**What is required:**
The reply should hold every line of the listing exactly, and none of its images.

Record extracts section start

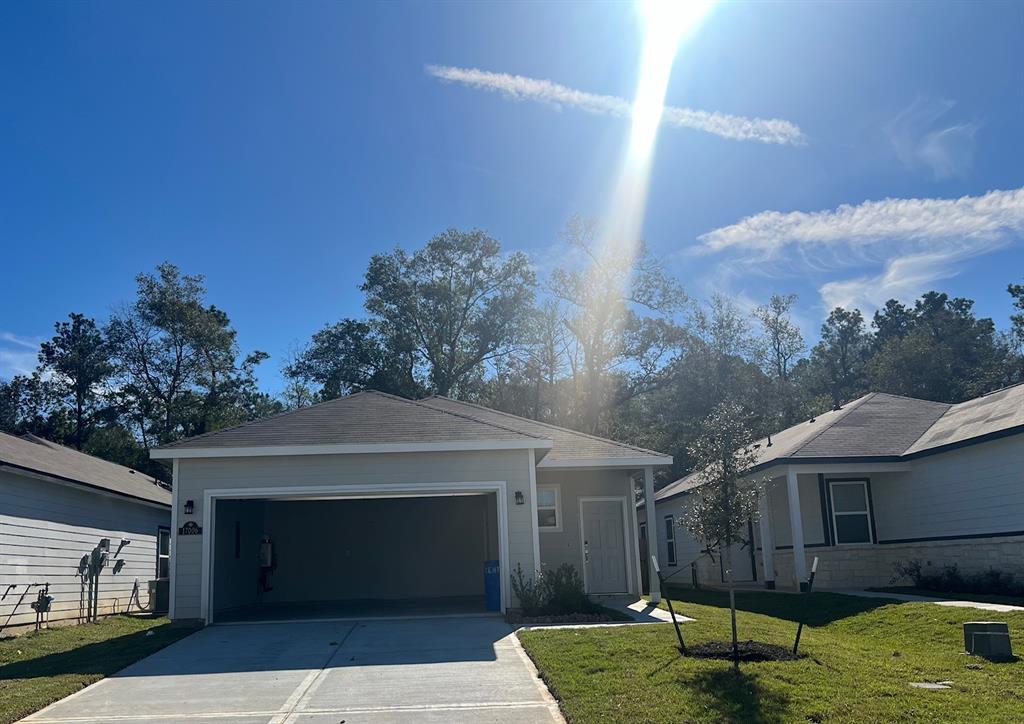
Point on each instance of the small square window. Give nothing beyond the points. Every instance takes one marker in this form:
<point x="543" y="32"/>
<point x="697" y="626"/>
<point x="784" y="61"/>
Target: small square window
<point x="851" y="517"/>
<point x="849" y="498"/>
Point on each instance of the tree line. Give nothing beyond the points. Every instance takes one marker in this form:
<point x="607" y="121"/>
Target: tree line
<point x="606" y="343"/>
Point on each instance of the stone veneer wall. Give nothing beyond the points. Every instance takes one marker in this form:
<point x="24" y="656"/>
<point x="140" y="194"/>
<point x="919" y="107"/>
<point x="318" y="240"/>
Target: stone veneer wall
<point x="871" y="565"/>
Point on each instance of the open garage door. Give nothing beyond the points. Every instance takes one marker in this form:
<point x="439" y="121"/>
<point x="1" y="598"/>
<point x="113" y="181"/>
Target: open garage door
<point x="287" y="558"/>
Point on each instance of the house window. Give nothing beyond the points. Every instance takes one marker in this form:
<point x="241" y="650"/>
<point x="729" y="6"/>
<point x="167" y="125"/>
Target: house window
<point x="851" y="517"/>
<point x="163" y="553"/>
<point x="670" y="540"/>
<point x="549" y="508"/>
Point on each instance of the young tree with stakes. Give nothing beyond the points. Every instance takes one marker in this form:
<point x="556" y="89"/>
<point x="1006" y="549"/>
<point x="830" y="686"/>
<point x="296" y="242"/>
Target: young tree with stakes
<point x="726" y="501"/>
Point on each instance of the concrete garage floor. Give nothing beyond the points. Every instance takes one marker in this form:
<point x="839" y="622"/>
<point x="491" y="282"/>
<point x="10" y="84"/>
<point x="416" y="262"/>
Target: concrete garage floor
<point x="355" y="609"/>
<point x="422" y="670"/>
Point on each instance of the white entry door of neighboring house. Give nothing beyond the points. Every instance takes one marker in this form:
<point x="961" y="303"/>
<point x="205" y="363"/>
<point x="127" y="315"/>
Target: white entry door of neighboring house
<point x="603" y="545"/>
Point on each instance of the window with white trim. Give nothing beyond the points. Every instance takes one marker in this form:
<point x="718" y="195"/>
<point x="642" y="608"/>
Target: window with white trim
<point x="549" y="508"/>
<point x="670" y="540"/>
<point x="163" y="553"/>
<point x="851" y="517"/>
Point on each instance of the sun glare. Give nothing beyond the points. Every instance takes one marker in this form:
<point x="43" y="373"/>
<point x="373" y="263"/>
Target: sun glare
<point x="665" y="25"/>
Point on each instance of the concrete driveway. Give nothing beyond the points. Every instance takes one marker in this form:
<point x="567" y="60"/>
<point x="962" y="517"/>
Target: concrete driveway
<point x="423" y="670"/>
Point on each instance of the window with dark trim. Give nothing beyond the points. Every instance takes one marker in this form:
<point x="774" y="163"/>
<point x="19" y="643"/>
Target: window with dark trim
<point x="670" y="540"/>
<point x="850" y="511"/>
<point x="163" y="552"/>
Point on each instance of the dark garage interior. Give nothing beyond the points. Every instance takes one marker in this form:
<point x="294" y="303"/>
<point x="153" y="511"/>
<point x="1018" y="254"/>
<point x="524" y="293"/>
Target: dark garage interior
<point x="352" y="557"/>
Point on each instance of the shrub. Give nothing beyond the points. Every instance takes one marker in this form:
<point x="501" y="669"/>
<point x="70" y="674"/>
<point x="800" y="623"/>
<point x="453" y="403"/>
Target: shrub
<point x="557" y="592"/>
<point x="564" y="591"/>
<point x="529" y="592"/>
<point x="950" y="580"/>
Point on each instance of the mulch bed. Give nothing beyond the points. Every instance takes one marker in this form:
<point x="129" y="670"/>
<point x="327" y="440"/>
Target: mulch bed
<point x="749" y="651"/>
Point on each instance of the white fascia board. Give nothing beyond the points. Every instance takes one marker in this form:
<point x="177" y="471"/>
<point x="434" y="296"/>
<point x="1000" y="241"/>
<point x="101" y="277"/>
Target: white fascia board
<point x="263" y="451"/>
<point x="607" y="462"/>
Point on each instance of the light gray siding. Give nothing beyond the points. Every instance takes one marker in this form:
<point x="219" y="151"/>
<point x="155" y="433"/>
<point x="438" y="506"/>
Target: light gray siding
<point x="46" y="527"/>
<point x="197" y="475"/>
<point x="971" y="491"/>
<point x="810" y="511"/>
<point x="565" y="547"/>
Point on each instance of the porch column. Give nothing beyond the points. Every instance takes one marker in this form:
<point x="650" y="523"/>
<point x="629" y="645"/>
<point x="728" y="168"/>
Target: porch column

Record extracts section end

**Result for this task:**
Point on each instance of the small square window. Give nothing beyond the points. Every instance takes one marker in this form:
<point x="543" y="32"/>
<point x="697" y="626"/>
<point x="784" y="61"/>
Target: small square window
<point x="851" y="517"/>
<point x="849" y="498"/>
Point on each instance of the tree line. Give nothing beyond the points. Every instance takes one marker in this form:
<point x="607" y="121"/>
Target: tree line
<point x="606" y="343"/>
Point on each instance of the stone veneer wall. Give nothing beyond the points. Every instance takes one marker in this form:
<point x="24" y="656"/>
<point x="140" y="194"/>
<point x="919" y="107"/>
<point x="318" y="240"/>
Target: stone veneer wall
<point x="871" y="565"/>
Point on each instance of the open garage door. Give nothing beyond the points. Every instance takes one marker in this form:
<point x="439" y="121"/>
<point x="1" y="598"/>
<point x="113" y="181"/>
Target: open garage door
<point x="287" y="558"/>
Point on each instance of the house window. Give nothing beyond the points. Every instance takes one marker in this form:
<point x="241" y="650"/>
<point x="729" y="6"/>
<point x="167" y="125"/>
Target: house window
<point x="851" y="517"/>
<point x="163" y="553"/>
<point x="670" y="540"/>
<point x="549" y="508"/>
Point on each instance of the young tree with stakes. Give nothing beyond the points. Every instance takes one marker in this form:
<point x="556" y="89"/>
<point x="1006" y="549"/>
<point x="830" y="686"/>
<point x="296" y="242"/>
Target: young tree with stakes
<point x="726" y="501"/>
Point on each instance of the concrete garage floor. Give nothing beyond the points. Every instance takes one marker in this form:
<point x="839" y="622"/>
<point x="491" y="282"/>
<point x="10" y="84"/>
<point x="416" y="262"/>
Target: concrete garage floor
<point x="355" y="609"/>
<point x="422" y="670"/>
Point on each instance of the white entry door of neighboring house. Give nothing beyond the points. Every instance takes one marker in this form:
<point x="961" y="303"/>
<point x="205" y="363"/>
<point x="127" y="315"/>
Target: white entry door of neighboring house
<point x="603" y="545"/>
Point on each instance of the window with white trim. Give nothing beyond the points. Every instance takes one marker in this form:
<point x="718" y="195"/>
<point x="642" y="608"/>
Target: window with white trim
<point x="549" y="508"/>
<point x="670" y="540"/>
<point x="163" y="553"/>
<point x="851" y="517"/>
Point on each instance of the sun glare. Give nothing beyond the points. Every instance takes one marker in this form:
<point x="43" y="373"/>
<point x="373" y="263"/>
Target: sun glare
<point x="665" y="25"/>
Point on each instance of the concrete driveway. Give nothing beyond the points. Every instance takes one marker in this form:
<point x="567" y="60"/>
<point x="962" y="517"/>
Target: concrete driveway
<point x="423" y="670"/>
Point on each instance of the window with dark trim. Give nothing beyond the points. Every instance takes one marker in this form:
<point x="774" y="163"/>
<point x="19" y="643"/>
Target: window with dark trim
<point x="670" y="540"/>
<point x="850" y="511"/>
<point x="163" y="552"/>
Point on each instance of the dark garage interior. Give nothing beyond the points. Every instance takes one marker in this form:
<point x="294" y="303"/>
<point x="153" y="511"/>
<point x="1018" y="254"/>
<point x="524" y="293"/>
Target: dark garage interior
<point x="352" y="557"/>
Point on each instance of the shrub. Give nothing beyond the points. Every instance takes one marker in this form:
<point x="501" y="669"/>
<point x="70" y="674"/>
<point x="800" y="623"/>
<point x="453" y="403"/>
Target: shrub
<point x="557" y="592"/>
<point x="564" y="591"/>
<point x="529" y="592"/>
<point x="950" y="580"/>
Point on each instance of the mulch bed. Give nothing beyond the points. Every instance takes one marker in this form:
<point x="129" y="670"/>
<point x="327" y="440"/>
Target: mulch bed
<point x="749" y="651"/>
Point on each instance of the white fascia board. Give nothing beyond the points. Every instance takes one marker in this form:
<point x="177" y="471"/>
<point x="434" y="296"/>
<point x="1000" y="241"/>
<point x="101" y="277"/>
Target: white fascia board
<point x="263" y="451"/>
<point x="607" y="462"/>
Point on each instance of the light gray siding. Give nothing beyond the points. Every instance takes one marker in this form:
<point x="219" y="151"/>
<point x="155" y="433"/>
<point x="438" y="506"/>
Target: light gray siding
<point x="46" y="527"/>
<point x="197" y="475"/>
<point x="971" y="491"/>
<point x="810" y="511"/>
<point x="565" y="547"/>
Point on each instance of the porch column. Give nothing beyond the points. Every instance takes one marker in this form:
<point x="650" y="523"/>
<point x="629" y="645"/>
<point x="728" y="168"/>
Target: porch column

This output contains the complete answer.